** Problems and tasks **
1) For the thread about running Llama on Windows, decide whether each statement agrees with it: (a) The example scripts run the 70B model on a single GPU. (b) A Linux machine on AWS was used to get things running. (c) The model was built on Windows by initializing the gloo backend first. Answer each with yes or no and quote the deciding words.
2) Turn the paragraph of the thread about running Llama on Windows that begins "Hi! The example scripts" into a short list that keeps its main facts.
3) Extend the thread about running Llama on Windows with a further message that follows its last line.

(Beginning of Provided text)

Closed ccozad closed 4 months ago
Maybe supporting configurable back ends for torch.distributed is an option? https://pytorch.org/docs/stable/distributed.html
Hi! The example scripts in this repo are for running inference on single (for 8B) and multi (for 70B) GPU setups using CUDA, but Windows is not currently supported.
You might want to check out these examples for running Llama locally / without distributed via hugging face or ollama https://github.com/meta-llama/llama-recipes/tree/main/recipes/quickstart/Running_Llama2_Anywhere
@subramen Thank you for the confirmation.
I setup a linux machine on AWS and got things to run. I put together a guide here: https://github.com/ccozad/ml-reference-designs/blob/master/llm/llama-3/hello-world/README.md
Perhaps in the future Microsoft, Nvidia and other vendors will open more options to put gaming computers to good use.
@subramen See my comment on #127 , I was able to get the model to build on Windows by initializing the gloo
backend before calling Llama.build()

(End of Provided text)
(Beginning of Dataset content)

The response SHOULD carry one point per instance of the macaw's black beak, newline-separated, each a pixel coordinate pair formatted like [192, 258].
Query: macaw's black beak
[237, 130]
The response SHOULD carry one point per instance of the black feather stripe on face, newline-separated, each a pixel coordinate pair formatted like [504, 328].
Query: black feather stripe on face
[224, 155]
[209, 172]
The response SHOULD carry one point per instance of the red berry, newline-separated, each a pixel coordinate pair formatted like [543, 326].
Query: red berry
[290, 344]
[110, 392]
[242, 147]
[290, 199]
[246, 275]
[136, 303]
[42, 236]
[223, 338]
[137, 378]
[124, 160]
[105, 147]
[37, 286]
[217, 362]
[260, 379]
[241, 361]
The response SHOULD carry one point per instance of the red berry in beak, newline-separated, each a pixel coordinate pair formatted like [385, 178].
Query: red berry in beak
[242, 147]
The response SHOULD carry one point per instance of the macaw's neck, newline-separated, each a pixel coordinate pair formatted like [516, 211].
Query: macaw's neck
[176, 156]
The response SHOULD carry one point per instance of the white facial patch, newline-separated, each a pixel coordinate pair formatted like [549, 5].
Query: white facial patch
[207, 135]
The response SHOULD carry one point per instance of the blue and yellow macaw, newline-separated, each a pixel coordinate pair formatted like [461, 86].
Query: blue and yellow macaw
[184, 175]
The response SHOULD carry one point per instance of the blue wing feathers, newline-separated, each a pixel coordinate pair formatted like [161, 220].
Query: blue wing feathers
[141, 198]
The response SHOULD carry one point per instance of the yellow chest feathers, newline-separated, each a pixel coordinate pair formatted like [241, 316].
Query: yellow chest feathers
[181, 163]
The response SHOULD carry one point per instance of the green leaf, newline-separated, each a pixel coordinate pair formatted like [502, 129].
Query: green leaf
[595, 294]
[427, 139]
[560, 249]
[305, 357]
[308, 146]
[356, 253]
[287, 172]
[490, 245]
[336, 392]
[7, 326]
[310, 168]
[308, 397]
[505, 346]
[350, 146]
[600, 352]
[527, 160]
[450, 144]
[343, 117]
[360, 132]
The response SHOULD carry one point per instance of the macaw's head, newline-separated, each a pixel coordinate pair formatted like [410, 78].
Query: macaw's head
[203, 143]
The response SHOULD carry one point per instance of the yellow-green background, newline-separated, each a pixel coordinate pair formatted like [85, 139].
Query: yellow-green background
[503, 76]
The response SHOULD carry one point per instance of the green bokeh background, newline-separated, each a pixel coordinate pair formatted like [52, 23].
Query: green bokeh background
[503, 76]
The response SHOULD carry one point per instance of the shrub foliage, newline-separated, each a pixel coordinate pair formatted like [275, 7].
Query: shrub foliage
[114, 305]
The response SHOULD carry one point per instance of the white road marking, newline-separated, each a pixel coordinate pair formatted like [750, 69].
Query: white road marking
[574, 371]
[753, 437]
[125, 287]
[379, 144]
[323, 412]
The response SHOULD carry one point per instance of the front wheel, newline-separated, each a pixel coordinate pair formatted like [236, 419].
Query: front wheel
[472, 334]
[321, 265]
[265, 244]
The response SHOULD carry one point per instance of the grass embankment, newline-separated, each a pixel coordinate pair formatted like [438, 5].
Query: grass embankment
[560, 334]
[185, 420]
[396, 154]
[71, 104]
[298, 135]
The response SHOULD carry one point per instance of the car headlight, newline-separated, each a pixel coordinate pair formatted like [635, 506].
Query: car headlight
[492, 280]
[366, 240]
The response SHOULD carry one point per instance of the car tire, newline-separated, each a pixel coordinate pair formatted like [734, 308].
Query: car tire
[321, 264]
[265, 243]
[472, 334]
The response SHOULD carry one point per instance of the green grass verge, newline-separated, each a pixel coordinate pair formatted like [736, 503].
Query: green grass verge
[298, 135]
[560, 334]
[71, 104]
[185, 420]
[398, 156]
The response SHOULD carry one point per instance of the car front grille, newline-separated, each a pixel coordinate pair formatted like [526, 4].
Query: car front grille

(End of Dataset content)

** Your written answers **
1)
(a) No: "single (for 8B) and multi (for 70B) GPU setups"
(b) Yes: "I setup a linux machine on AWS and got things to run."
(c) Yes: "I was able to get the model to build on Windows by initializing the gloo backend before calling Llama.build()"

2)
- The repo's example scripts run inference using CUDA.
- The 8B model runs on a single GPU.
- The 70B model runs on multiple GPUs.
- Windows is not currently supported.

3)
I'm running from a local Jupyter Notebook on Windows. I'm attempting to port the chat example and I get errors about initializing torch.distributed. (RANK not defined, MASTER_ADDR not defined, etc.) I tried following the manual
nccl
steps outlined here: https://stackoverflow.com/questions/56805951/valueerror-error-initializing-torch-distributed-using-env-rendezvous-enviro but I just get a loop with failing to connect.It looks like the start of Llama.build() is where things are erroring out.
I'll be going through the nccl debug process and will eventually switch to Linux if needed but first my questions.